Please repeat the records exactly, keeping the pictures out.
★ ★ ★ ★
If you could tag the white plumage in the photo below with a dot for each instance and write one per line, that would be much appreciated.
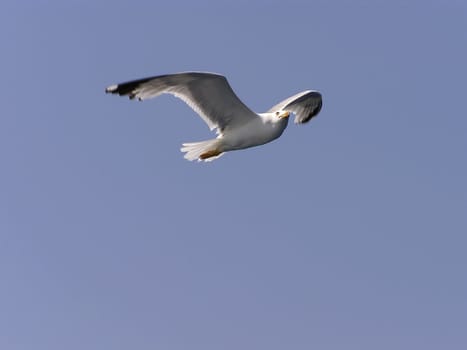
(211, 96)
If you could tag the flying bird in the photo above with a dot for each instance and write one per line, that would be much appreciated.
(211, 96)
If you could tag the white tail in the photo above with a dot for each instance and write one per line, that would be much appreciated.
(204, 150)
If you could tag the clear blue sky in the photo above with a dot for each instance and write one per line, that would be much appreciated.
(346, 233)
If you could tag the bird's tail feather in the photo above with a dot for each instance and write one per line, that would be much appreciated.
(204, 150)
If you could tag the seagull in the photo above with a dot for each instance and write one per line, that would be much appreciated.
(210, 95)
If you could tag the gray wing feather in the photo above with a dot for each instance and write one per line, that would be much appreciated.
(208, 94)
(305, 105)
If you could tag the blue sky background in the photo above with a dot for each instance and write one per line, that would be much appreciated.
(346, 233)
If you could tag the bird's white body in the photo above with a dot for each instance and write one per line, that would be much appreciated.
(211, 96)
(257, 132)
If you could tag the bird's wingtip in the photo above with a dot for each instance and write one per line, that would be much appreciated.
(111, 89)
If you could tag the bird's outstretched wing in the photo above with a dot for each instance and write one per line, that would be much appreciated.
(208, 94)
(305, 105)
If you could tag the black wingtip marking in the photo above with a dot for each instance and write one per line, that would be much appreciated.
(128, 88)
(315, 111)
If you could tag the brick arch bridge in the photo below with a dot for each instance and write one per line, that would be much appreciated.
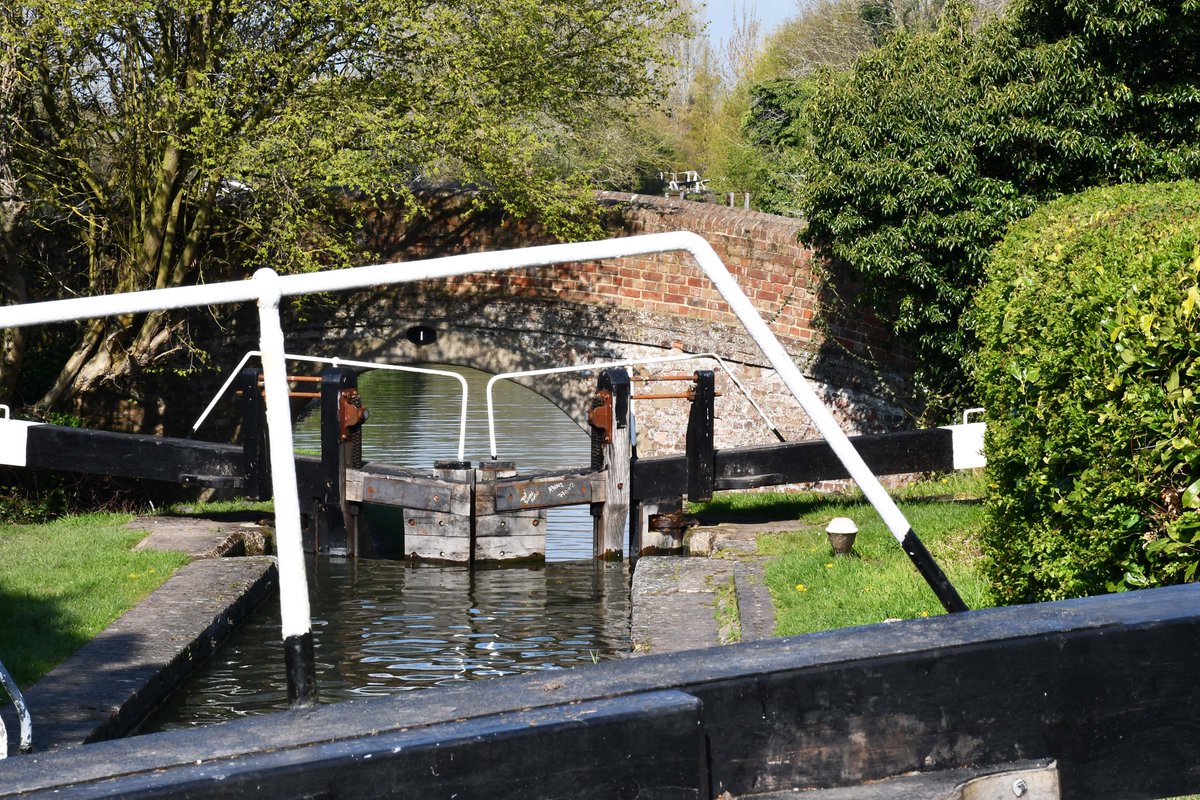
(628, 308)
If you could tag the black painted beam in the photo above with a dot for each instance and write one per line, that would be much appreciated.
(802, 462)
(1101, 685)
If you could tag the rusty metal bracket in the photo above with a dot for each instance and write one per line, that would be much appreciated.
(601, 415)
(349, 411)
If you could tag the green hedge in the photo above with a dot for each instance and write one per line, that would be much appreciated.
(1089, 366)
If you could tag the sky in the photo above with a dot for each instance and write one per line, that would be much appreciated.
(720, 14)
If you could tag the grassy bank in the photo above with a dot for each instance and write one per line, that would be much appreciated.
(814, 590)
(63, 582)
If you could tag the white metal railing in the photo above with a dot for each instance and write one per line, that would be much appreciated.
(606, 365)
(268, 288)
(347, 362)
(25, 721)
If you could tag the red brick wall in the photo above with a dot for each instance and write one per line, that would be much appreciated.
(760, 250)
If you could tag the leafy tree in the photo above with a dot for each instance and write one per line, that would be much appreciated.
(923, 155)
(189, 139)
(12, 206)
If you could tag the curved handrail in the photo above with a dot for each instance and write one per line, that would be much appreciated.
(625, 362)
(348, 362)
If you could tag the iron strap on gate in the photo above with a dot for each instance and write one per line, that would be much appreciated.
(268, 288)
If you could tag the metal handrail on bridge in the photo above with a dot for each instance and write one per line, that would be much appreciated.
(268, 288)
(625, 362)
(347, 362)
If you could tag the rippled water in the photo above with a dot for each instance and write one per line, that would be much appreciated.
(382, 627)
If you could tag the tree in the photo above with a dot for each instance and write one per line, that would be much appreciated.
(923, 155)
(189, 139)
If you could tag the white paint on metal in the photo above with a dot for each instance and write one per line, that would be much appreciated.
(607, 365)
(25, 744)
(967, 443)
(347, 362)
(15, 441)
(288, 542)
★ ★ ★ ★
*Solution below*:
If you could tag the white plumage in the photo below with a dot for each instance and write one per line, that would be much appreciated.
(211, 96)
If you could tag the flying bird in the photo above with a dot for each instance and write one per line, that would be much appreciated.
(211, 96)
If you could tag the white tail in the photo above with a dot for each instance and write one per line, that would be much appreciated.
(204, 150)
If you could tag the clear blue sky in the photo above with a dot for each instance and write one per line, that would be much appreciated.
(346, 233)
If you could tag the bird's tail feather in the photo above with a dot for each instance and write one per line, that would be much appreciated.
(204, 150)
If you could tag the seagull in the photo above with a dot for each instance and write one per line, that would be much appreciated.
(210, 95)
If you could tag the gray wing feather in the photo above with a dot for each instance and write one per line, that would be much appreciated.
(208, 94)
(305, 105)
If you could tag the blue sky background in the photo above with a dot for each instance and write one per line, that would be much appreciated.
(346, 233)
If you could tag the bird's white body in the photo above with a dot for each instance and write one per line, that would be much appreciated.
(211, 96)
(257, 132)
If you could tag the bird's wingtip in the photo above with a dot for each instance and write one per line, that would be much appreciated.
(111, 89)
If you could tag the bird's outstretched wing in the photo above with a dot for each instance and write one per line, that would be much appreciated.
(208, 94)
(305, 105)
If you could tag the black wingtip marking in the photo above with a dot for each instance and write one per line, that would be much appreciated.
(128, 88)
(315, 111)
If you could tag the brick arch bridge in the photo below with a dot for each instance and write one per line, that would be much appreciated.
(628, 308)
If you could tag the black painted beam in the photo above with a dot for each instance and write one per line, that would be much appreciated.
(802, 462)
(1101, 685)
If you could tag the rusty metal bracket in the photo above with a dot for each instance and write one per line, that would be much appreciated.
(601, 415)
(349, 411)
If you could tag the green hedge in the photo above with a dot for each instance and write one per line, that would be much appreciated.
(1089, 366)
If you could tag the sky in the photo above with a dot for each instance and write one per line, that would be much appreciated.
(720, 14)
If you could tag the grassy bank in the photo above with a dot for each instance and write one per line, that would be much appreciated.
(814, 590)
(63, 582)
If you could tag the white metal railing in the photo above with a dot for each instance and write one per line, that would be much appreciated.
(606, 365)
(268, 288)
(347, 362)
(25, 721)
If you could tag the red brick wall in the photo above with a dot for each instance and write one per line, that would be much appreciated.
(760, 250)
If you could tag the leafy tree in the photo above with a dot for each instance and write one per line, that would be much appreciated.
(923, 155)
(189, 139)
(12, 206)
If you could tag the curved handrail in the photo above with a dot for each instance and write one per line, that would be much appreciated.
(625, 362)
(348, 362)
If you could tag the iron strap on gate in the photo above with a dot for each instance and write one per line, that would be much appreciated.
(268, 288)
If you could tag the metal handrail on bridge in the photo above with a dot for each instance and write one per line, that would be much appreciated.
(268, 288)
(625, 362)
(347, 362)
If you could tag the rippled water in the photo above with a dot for each instance and write one per line, that would be much appreciated.
(382, 627)
If you could tag the tree in the photo above with a dot for each instance and write one per line, that would be much appreciated.
(923, 155)
(189, 139)
If you could tag the white paint on metal in the photo above with a dot for each instance and write one per line, that would be much appreciated.
(607, 365)
(25, 744)
(967, 443)
(347, 362)
(15, 441)
(288, 542)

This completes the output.